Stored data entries
- - - - - - -

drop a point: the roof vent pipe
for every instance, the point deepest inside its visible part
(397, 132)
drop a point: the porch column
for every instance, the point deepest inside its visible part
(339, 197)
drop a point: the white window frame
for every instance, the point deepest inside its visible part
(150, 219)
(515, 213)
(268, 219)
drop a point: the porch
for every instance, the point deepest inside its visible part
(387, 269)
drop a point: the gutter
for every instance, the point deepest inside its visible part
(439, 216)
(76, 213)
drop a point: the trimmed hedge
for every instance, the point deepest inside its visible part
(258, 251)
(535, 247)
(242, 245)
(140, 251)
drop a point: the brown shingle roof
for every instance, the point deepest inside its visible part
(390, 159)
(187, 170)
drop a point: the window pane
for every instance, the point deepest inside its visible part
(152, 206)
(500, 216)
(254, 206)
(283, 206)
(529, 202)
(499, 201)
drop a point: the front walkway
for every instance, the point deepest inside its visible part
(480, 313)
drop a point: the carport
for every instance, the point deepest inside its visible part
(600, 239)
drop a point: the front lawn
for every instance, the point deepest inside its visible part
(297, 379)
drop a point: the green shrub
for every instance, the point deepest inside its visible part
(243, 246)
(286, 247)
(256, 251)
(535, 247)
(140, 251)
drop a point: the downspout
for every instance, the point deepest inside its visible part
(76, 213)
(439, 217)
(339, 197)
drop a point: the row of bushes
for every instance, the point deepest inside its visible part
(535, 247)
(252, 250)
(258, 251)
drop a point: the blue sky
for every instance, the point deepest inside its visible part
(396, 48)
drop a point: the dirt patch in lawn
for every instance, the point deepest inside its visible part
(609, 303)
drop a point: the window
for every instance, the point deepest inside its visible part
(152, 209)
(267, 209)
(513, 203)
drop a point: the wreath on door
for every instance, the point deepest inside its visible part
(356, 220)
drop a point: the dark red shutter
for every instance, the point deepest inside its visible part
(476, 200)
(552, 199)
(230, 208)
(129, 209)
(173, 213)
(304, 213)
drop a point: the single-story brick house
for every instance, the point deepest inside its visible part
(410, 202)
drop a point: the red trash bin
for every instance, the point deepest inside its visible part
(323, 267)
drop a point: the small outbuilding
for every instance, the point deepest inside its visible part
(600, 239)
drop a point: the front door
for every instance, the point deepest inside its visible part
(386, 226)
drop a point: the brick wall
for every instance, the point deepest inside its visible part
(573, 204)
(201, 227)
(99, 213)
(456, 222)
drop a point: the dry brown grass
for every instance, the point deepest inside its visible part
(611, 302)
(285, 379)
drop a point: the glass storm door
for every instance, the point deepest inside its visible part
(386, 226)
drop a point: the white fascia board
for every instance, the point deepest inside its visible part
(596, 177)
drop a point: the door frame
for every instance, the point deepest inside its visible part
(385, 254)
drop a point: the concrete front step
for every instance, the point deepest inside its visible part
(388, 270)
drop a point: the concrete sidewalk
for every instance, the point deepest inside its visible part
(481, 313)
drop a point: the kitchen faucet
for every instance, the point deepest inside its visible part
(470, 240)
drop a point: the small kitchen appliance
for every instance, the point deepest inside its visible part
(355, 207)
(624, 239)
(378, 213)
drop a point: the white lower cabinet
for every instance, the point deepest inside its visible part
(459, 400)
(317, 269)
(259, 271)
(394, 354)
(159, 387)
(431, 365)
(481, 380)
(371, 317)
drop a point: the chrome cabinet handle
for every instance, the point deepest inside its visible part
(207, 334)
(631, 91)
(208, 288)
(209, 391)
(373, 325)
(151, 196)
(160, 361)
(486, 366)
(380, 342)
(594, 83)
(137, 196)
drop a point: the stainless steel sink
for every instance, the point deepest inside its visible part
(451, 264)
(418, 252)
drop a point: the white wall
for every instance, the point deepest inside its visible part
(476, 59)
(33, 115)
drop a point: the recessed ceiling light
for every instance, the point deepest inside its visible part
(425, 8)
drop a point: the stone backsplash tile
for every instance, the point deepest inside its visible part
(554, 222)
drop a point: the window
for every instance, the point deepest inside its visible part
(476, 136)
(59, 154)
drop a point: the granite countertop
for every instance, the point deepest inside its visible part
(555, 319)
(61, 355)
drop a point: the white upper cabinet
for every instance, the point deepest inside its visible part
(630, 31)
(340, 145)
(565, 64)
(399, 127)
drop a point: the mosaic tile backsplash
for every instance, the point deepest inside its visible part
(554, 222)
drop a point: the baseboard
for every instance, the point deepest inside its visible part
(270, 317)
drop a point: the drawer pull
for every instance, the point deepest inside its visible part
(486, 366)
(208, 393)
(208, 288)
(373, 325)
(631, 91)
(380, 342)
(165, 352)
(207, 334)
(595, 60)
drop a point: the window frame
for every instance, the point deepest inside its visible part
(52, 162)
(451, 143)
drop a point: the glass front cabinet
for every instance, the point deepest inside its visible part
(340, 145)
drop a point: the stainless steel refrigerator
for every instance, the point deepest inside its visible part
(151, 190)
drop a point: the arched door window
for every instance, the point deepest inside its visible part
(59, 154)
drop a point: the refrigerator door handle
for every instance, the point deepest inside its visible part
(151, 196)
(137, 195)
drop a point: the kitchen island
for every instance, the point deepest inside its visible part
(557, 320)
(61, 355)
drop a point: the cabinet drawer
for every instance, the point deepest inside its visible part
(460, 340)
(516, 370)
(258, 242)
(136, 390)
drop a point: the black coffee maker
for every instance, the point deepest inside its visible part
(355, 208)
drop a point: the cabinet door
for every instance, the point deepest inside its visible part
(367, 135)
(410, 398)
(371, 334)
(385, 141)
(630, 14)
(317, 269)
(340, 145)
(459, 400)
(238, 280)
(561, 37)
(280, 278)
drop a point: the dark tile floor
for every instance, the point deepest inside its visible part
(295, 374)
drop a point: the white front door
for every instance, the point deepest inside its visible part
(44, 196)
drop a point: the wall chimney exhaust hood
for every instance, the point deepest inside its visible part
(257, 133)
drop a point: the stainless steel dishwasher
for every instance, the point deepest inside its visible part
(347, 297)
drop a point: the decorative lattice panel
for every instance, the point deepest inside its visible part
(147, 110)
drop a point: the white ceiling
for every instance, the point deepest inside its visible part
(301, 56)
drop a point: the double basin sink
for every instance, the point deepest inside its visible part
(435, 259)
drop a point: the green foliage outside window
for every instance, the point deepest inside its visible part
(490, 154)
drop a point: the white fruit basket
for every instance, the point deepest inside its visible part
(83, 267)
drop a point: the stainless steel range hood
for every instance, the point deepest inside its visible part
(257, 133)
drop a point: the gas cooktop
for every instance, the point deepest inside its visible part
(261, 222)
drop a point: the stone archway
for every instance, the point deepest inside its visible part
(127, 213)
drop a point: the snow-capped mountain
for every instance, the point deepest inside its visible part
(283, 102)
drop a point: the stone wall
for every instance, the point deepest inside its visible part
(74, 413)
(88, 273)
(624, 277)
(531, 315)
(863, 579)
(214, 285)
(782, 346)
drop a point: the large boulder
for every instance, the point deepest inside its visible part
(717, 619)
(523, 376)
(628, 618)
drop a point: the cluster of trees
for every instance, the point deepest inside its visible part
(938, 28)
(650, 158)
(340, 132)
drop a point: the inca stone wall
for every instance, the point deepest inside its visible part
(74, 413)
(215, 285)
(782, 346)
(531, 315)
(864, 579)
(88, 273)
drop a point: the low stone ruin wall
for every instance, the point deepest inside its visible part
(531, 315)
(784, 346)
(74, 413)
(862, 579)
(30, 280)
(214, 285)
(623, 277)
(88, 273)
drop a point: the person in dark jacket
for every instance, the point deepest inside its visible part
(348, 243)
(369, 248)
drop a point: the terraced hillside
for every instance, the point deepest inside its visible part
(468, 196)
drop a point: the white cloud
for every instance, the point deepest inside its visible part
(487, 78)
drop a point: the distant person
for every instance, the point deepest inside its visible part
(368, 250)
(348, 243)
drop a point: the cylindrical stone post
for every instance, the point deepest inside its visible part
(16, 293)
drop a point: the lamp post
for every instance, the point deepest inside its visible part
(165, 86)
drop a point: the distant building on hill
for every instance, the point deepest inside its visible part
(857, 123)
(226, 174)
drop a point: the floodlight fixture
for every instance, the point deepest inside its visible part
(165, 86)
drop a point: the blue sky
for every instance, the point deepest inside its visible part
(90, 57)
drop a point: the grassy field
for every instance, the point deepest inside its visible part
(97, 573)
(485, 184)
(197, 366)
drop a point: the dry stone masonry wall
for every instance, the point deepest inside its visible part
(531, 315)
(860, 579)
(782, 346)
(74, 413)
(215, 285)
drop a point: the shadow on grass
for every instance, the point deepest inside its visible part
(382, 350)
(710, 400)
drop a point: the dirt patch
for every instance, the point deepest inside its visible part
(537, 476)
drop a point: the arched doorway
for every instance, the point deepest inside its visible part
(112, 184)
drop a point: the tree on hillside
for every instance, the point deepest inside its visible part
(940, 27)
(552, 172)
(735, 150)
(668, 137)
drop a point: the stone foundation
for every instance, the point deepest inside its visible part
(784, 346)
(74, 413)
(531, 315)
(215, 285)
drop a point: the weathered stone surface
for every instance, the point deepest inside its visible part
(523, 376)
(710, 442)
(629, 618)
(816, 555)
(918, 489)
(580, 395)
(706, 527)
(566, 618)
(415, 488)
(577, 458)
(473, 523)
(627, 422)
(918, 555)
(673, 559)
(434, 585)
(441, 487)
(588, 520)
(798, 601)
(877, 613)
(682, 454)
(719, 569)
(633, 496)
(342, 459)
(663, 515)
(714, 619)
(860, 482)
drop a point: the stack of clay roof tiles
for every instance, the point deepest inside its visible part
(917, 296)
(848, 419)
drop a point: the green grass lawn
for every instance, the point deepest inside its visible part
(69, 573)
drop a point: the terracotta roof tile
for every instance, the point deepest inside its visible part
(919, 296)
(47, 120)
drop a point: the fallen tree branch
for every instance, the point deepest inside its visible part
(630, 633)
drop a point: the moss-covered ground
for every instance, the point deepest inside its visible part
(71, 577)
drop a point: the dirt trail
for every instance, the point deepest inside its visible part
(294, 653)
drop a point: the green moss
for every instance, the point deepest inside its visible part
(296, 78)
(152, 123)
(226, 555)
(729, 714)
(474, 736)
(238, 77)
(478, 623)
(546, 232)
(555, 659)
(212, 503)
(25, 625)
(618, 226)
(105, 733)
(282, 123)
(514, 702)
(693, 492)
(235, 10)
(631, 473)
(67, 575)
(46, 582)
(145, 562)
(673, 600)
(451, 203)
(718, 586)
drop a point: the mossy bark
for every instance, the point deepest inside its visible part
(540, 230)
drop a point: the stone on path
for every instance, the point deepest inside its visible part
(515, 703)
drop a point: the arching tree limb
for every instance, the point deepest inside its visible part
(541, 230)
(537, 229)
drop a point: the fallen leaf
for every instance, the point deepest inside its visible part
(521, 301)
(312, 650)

- - - - - - -

Required action:
Please repeat word for word the lines above that run from the beginning through the line containing "drop a point: the gutter", keeping both the first and that last line.

Exercise result:
drop a point: the roof vent pipe
for every instance, the point deepest inside its visible part
(397, 132)
drop a point: the porch column
for every instance, the point deepest inside its visible part
(339, 197)
drop a point: the white window frame
for every instance, the point deepest inside its visible part
(150, 219)
(515, 213)
(268, 219)
drop a point: the porch
for every instance, the point deepest inside its visible part
(387, 269)
drop a point: the gutter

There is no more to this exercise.